### What you are asked to do
Set down exactly the entries below, beginning at their first line and ending at the line with "Target: carved stone canopy".

### Data listing
● ● ● ● ● ● ●

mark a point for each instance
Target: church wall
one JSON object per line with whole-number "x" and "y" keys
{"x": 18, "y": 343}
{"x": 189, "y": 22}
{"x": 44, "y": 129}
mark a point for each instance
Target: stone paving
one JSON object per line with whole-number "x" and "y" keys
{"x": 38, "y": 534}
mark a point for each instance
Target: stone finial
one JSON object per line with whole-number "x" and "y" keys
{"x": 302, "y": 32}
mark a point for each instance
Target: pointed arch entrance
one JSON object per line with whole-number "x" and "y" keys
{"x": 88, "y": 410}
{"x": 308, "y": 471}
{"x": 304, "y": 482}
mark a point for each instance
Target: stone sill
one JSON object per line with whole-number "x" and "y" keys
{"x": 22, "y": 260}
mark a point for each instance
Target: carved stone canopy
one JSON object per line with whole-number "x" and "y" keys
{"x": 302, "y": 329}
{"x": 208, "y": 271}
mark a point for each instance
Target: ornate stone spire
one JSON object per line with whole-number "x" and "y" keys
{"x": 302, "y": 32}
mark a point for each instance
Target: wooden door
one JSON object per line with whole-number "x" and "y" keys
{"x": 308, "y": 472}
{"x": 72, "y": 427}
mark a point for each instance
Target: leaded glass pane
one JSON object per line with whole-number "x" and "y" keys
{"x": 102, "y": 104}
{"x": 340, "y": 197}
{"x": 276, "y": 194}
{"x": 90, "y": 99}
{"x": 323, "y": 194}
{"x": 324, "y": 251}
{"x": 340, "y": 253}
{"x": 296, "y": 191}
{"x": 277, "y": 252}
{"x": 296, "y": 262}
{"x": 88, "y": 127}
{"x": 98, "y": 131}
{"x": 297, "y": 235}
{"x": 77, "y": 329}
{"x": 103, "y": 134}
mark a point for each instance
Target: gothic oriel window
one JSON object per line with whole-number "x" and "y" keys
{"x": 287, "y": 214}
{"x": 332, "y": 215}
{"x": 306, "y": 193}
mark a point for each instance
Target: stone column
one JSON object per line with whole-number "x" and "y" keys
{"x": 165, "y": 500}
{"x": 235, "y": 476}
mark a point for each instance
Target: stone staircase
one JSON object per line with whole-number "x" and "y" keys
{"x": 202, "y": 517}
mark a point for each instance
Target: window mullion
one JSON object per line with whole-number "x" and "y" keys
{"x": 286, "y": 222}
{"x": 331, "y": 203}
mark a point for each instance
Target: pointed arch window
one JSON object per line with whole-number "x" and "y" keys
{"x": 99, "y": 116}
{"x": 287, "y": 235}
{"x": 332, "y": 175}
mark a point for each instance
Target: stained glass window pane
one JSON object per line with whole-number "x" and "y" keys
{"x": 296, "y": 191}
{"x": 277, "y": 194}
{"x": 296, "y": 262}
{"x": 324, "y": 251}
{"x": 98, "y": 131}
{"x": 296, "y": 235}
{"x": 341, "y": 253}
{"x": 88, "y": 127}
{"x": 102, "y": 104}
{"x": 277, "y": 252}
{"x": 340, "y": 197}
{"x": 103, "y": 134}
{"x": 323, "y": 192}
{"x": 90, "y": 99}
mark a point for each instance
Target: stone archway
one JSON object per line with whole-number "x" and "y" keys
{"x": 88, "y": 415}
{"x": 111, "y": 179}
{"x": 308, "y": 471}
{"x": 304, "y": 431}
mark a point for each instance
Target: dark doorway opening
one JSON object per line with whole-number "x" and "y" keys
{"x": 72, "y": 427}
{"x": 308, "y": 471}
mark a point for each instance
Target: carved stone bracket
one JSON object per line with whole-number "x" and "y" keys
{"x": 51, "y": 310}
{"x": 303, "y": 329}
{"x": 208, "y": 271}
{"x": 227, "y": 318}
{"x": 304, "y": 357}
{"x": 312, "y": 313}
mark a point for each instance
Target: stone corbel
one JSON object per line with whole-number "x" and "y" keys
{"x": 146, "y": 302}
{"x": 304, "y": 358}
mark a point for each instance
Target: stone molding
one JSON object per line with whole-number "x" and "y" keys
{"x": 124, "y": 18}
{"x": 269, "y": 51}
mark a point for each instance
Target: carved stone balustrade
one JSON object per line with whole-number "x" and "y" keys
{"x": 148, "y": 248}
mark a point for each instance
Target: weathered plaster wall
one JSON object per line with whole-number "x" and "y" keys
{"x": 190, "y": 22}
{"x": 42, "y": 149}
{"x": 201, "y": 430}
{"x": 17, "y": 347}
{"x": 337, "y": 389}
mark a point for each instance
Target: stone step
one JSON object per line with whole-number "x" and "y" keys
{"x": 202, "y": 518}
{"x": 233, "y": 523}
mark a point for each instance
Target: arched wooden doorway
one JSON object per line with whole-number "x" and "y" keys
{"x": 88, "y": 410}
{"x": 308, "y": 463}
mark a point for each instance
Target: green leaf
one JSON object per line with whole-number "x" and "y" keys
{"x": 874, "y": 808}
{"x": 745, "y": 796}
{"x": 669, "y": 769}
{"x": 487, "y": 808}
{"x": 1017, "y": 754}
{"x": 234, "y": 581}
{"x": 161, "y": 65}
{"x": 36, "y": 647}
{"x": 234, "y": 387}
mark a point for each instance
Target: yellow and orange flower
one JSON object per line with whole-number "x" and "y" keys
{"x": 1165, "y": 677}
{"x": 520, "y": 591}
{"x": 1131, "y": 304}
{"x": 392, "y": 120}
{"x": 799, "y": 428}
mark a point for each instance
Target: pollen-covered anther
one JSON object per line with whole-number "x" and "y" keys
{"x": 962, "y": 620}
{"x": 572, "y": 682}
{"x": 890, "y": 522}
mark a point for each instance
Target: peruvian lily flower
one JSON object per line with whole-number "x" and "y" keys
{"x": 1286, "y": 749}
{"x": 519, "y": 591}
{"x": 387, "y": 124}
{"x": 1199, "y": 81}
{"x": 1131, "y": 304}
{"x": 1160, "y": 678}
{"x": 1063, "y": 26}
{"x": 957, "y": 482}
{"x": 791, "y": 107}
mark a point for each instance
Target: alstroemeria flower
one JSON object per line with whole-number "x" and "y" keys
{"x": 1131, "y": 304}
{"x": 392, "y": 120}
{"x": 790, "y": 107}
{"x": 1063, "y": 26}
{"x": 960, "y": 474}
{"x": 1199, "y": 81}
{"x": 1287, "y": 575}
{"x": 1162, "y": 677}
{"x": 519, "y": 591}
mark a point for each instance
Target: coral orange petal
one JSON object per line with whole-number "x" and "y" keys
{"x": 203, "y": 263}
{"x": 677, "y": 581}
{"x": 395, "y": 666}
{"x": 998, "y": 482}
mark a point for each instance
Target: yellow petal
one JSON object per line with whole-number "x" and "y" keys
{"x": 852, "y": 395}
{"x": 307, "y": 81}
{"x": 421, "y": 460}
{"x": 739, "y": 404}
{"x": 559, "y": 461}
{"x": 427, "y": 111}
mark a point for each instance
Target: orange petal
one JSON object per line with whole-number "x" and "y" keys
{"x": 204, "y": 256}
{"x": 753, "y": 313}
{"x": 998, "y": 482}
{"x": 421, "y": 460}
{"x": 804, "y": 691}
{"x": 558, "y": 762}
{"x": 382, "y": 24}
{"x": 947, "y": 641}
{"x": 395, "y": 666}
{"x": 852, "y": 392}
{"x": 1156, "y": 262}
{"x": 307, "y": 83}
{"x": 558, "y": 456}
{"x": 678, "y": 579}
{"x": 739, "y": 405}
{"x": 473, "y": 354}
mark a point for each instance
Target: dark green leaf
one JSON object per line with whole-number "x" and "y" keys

● ● ● ● ● ● ●

### Task output
mark a point for each instance
Target: church wall
one JSON object per line with whole-number "x" and "y" keys
{"x": 18, "y": 343}
{"x": 189, "y": 22}
{"x": 44, "y": 129}
mark a point for each instance
Target: stone paving
one JSON object per line with whole-number "x" and "y" keys
{"x": 38, "y": 534}
mark a point for each instance
Target: stone finial
one JSON object per line with whole-number "x" and "y" keys
{"x": 302, "y": 32}
mark a point for each instance
Target: pointed arch entrance
one JSON object per line with whole-number "x" and "y" keys
{"x": 88, "y": 410}
{"x": 308, "y": 471}
{"x": 304, "y": 482}
mark a point for each instance
Target: stone sill
one JSON object per line with whole-number "x" and "y" keys
{"x": 22, "y": 260}
mark a point for each instance
Target: carved stone canopy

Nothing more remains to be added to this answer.